___ Provided text ___
You will notice that all current and prospective attack helos feature two person crews, the F-15E Strike Eagle has a two person crew, as does the analogous Su-34. All current and prospective high-end air-superiority fighters F-15C/F-22, Su-27/Su-35/Su-57 have single person crew. Dedicated fence interceptors like the F-14 and MiG-25/MiG-31 family also are designed with the expectation of extreme workloads, in this case associated with a sky full of bombers and cruise missiles. (The F-35 is a strange bird, and doesn't fit into this discussion easily.) Apparently, designers across the world consider the high-end air-superiority game workload to be clean and simple enough to be handled by a single person. Are they right ? I don't know, but I'm pretty sure they are correct that the close-scale, close-to-front workload is hairy enough to demand two persons. How the single-seater configurations of the Su-25 and A-10 conform to this judgement may have something to do with the high-attrition those platforms are expected to suffer (more than attack helos) and their speed, offering quick escape from the hairball and therefore less necessity to pay full attention to all the hairball's details, in both ground and air terms. I'm speculating, and guess that this is a case of making a tough choice, and coming out on the side of more armor, gun power, etc. It may also be the expected attrition rates -- wanting to lose only one operator per airframe, but I really don't know.
___
→ **Task goal**:
Reproduce the passage on aircraft crew sizes in full, word for word. The records that come after the passage on aircraft crew sizes are not required for any part of this work.
___ Extracted material ___
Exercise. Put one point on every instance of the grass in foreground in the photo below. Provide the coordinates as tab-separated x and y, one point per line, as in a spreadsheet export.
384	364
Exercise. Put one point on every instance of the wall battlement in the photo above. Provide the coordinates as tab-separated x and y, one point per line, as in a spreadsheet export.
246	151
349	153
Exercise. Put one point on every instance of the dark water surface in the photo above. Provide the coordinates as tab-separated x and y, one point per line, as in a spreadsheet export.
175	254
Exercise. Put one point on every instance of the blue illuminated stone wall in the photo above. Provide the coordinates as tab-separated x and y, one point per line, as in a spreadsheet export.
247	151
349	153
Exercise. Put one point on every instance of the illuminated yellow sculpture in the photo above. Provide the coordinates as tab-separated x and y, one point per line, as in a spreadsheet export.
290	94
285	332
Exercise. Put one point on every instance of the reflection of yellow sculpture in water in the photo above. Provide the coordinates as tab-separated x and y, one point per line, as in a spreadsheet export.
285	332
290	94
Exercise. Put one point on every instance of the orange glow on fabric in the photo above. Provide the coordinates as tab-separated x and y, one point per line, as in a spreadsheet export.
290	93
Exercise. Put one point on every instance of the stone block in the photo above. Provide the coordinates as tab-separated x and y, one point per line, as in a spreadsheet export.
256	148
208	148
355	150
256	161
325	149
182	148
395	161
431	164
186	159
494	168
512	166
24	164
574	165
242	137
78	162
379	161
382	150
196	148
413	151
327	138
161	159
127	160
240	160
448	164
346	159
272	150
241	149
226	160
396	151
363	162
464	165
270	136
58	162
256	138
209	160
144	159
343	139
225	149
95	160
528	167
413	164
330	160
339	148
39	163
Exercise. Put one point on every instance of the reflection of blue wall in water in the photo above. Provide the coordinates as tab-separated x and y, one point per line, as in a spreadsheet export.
___
→ **Solution below**:
You will notice that all current and prospective attack helos feature two person crews, the F-15E Strike Eagle has a two person crew, as does the analogous Su-34. All current and prospective high-end air-superiority fighters F-15C/F-22, Su-27/Su-35/Su-57 have single person crew. Dedicated fence interceptors like the F-14 and MiG-25/MiG-31 family also are designed with the expectation of extreme workloads, in this case associated with a sky full of bombers and cruise missiles. (The F-35 is a strange bird, and doesn't fit into this discussion easily.) Apparently, designers across the world consider the high-end air-superiority game workload to be clean and simple enough to be handled by a single person. Are they right ? I don't know, but I'm pretty sure they are correct that the close-scale, close-to-front workload is hairy enough to demand two persons. How the single-seater configurations of the Su-25 and A-10 conform to this judgement may have something to do with the high-attrition those platforms are expected to suffer (more than attack helos) and their speed, offering quick escape from the hairball and therefore less necessity to pay full attention to all the hairball's details, in both ground and air terms. I'm speculating, and guess that this is a case of making a tough choice, and coming out on the side of more armor, gun power, etc. It may also be the expected attrition rates -- wanting to lose only one operator per airframe, but I really don't know.